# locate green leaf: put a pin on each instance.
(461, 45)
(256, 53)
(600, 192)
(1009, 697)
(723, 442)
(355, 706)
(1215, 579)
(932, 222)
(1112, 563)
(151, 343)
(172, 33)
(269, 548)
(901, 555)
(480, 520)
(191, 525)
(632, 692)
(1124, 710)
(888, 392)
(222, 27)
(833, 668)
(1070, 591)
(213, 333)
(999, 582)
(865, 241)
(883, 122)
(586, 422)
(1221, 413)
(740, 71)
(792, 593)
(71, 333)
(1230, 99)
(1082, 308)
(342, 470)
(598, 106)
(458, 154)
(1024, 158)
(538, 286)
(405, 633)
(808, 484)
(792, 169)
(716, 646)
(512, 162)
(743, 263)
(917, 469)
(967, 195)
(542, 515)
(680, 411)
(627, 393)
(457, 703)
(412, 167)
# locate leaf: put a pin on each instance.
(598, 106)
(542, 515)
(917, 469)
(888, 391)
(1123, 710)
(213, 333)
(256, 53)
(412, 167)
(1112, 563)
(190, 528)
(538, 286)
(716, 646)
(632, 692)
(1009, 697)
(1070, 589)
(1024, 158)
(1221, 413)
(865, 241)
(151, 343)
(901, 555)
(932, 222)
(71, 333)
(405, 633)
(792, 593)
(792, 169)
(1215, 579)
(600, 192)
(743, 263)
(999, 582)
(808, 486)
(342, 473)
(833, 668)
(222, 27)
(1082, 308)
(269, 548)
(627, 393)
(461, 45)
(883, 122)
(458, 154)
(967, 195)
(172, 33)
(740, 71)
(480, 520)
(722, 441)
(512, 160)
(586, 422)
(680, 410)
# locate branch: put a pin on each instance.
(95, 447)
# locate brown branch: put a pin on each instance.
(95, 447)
---+---
— EXERCISE DETAILS —
Rewrite the data above, changing every "pin" to "marker" and leaving everything else as it is.

— ANSWER TO THE PROBLEM —
# locate green leaf: put a marker on each instance.
(461, 45)
(256, 53)
(600, 192)
(1009, 697)
(723, 442)
(355, 706)
(1215, 579)
(932, 222)
(1112, 563)
(151, 343)
(172, 33)
(269, 548)
(901, 555)
(480, 520)
(191, 525)
(632, 692)
(1124, 710)
(888, 392)
(222, 27)
(833, 668)
(1070, 591)
(213, 333)
(999, 582)
(865, 241)
(883, 122)
(586, 422)
(1221, 413)
(740, 71)
(792, 593)
(71, 333)
(1230, 99)
(1082, 308)
(342, 470)
(598, 106)
(458, 154)
(1024, 158)
(538, 286)
(405, 633)
(808, 484)
(792, 169)
(716, 646)
(512, 162)
(743, 263)
(917, 469)
(967, 195)
(542, 515)
(680, 411)
(627, 393)
(457, 703)
(412, 167)
# locate leaf: put a marker on each instance.
(598, 106)
(542, 515)
(917, 469)
(888, 391)
(1123, 710)
(213, 333)
(256, 53)
(412, 167)
(1112, 563)
(190, 528)
(538, 286)
(716, 646)
(632, 692)
(1009, 697)
(1070, 589)
(1024, 158)
(1221, 413)
(865, 241)
(151, 343)
(901, 555)
(932, 222)
(71, 333)
(405, 633)
(792, 593)
(792, 169)
(1215, 579)
(600, 192)
(743, 263)
(999, 582)
(808, 486)
(342, 473)
(833, 668)
(222, 27)
(1082, 308)
(269, 548)
(627, 393)
(461, 45)
(883, 122)
(458, 154)
(967, 195)
(172, 33)
(740, 71)
(480, 520)
(722, 441)
(512, 160)
(586, 422)
(680, 410)
# locate branch: put a marker on each instance.
(95, 447)
# locate brown branch: put a marker on each instance.
(95, 447)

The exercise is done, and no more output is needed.